Challenge: List the main regions of Argentina that the text on Argentina's regions names.

Text extract:
((
Argentina can be categorized into a number of regions that correlate roughly with the varied physical and cultural landscapes of the country. The main regions include Chaco, Northern, Mesopotamia, Cuyo, Pampas, and Patagonia. The Northern region of Argentina has one of the highest average elevations because of the Andes Mountain Ranges.
The Chaco region, which is formally called the Gran Chaco, extends from northern Argentina into western Paraguay. Scrublands and subtropical forests dominate the landscape. This area has some of the highest temperatures on the continent.
The agrarian lifestyle dominates the cultural heritage of this region. In the 1920s and 1930s, the Chaco region attracted a large number of Mennonite immigrants from Canada and Russia who established successful farming operations mainly on the Paraguay side of the border and also extending into Argentina.
To the east of the northern region—on the other side of the Paraná River and reaching to the banks of the Uruguay River—is the region called Mesopotamia, whose name means “between rivers.”
This unique region has a variety of features, from flatlands for grazing livestock to subtropical rain forests. The most noteworthy feature is the expansive Iguazú Falls on the Iguazú River, located on the border of Brazil and Argentina. It is a series of 275 parallel waterfalls that are just short of two miles across. It has the greatest average annual flow of any waterfall in the world. Most of the falls are more than 210 feet high; the tallest is 269 feet. The spectacular Iguazú Falls is a major tourist attraction, drawing people from all over the world.
The Cuyo region is located along the Andes Mountains in the west-central part of the country. Mt. Aconcagua is located here, along with other high mountain peaks. T
This arid region gets most of its moisture from melting snow off the mountains, which irrigate the rich agricultural lands that produce fruits and vegetables. The Cuyo is a major wine-producing region; it accounts for up to three-quarters of the country’s wine production. Picturesque vineyards and farms make the Cuyo a favorite tourist destination in Argentina. Mendoza is the country’s fourth-largest city. Low mountain ranges form the eastern border between the Cuyo and the Pampas.
))
Entries:
((
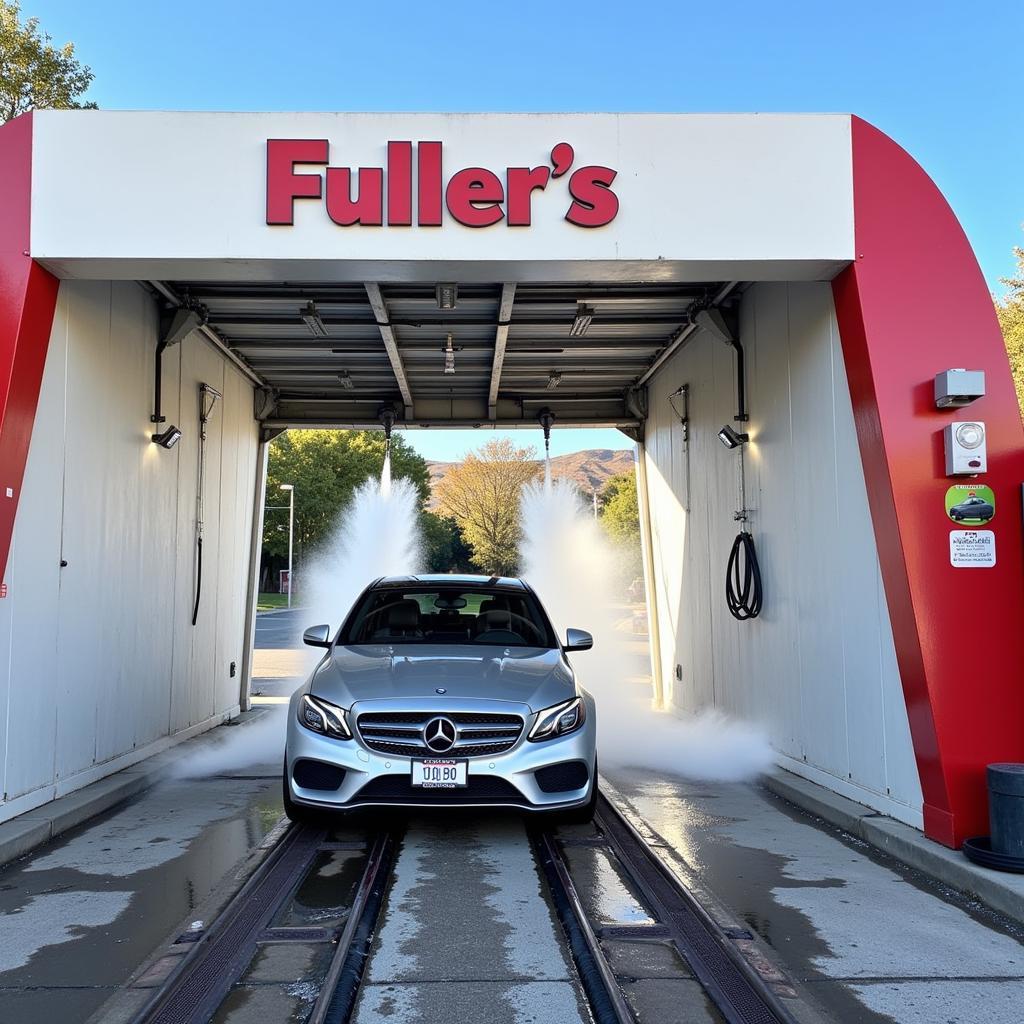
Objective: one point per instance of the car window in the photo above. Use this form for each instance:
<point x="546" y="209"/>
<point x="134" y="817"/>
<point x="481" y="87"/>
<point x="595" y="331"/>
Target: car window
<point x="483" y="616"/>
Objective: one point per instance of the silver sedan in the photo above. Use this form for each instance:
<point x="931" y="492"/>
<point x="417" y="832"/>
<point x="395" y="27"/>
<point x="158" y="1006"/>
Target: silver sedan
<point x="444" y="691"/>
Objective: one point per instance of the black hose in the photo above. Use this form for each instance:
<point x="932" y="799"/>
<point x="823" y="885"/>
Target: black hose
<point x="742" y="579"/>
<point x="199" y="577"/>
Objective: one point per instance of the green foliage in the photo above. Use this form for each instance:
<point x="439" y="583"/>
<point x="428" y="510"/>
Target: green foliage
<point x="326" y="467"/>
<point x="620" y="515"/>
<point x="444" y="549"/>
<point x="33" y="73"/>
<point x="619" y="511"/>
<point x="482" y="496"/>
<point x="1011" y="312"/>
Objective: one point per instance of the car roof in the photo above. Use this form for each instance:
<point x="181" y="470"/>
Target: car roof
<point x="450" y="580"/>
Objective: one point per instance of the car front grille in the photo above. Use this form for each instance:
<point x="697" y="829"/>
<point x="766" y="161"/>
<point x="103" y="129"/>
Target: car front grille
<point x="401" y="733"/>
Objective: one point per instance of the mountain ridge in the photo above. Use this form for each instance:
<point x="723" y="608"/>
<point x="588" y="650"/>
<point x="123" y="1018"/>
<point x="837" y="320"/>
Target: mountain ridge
))
Finished answer: Chaco, Northern, Mesopotamia, Cuyo, Pampas, Patagonia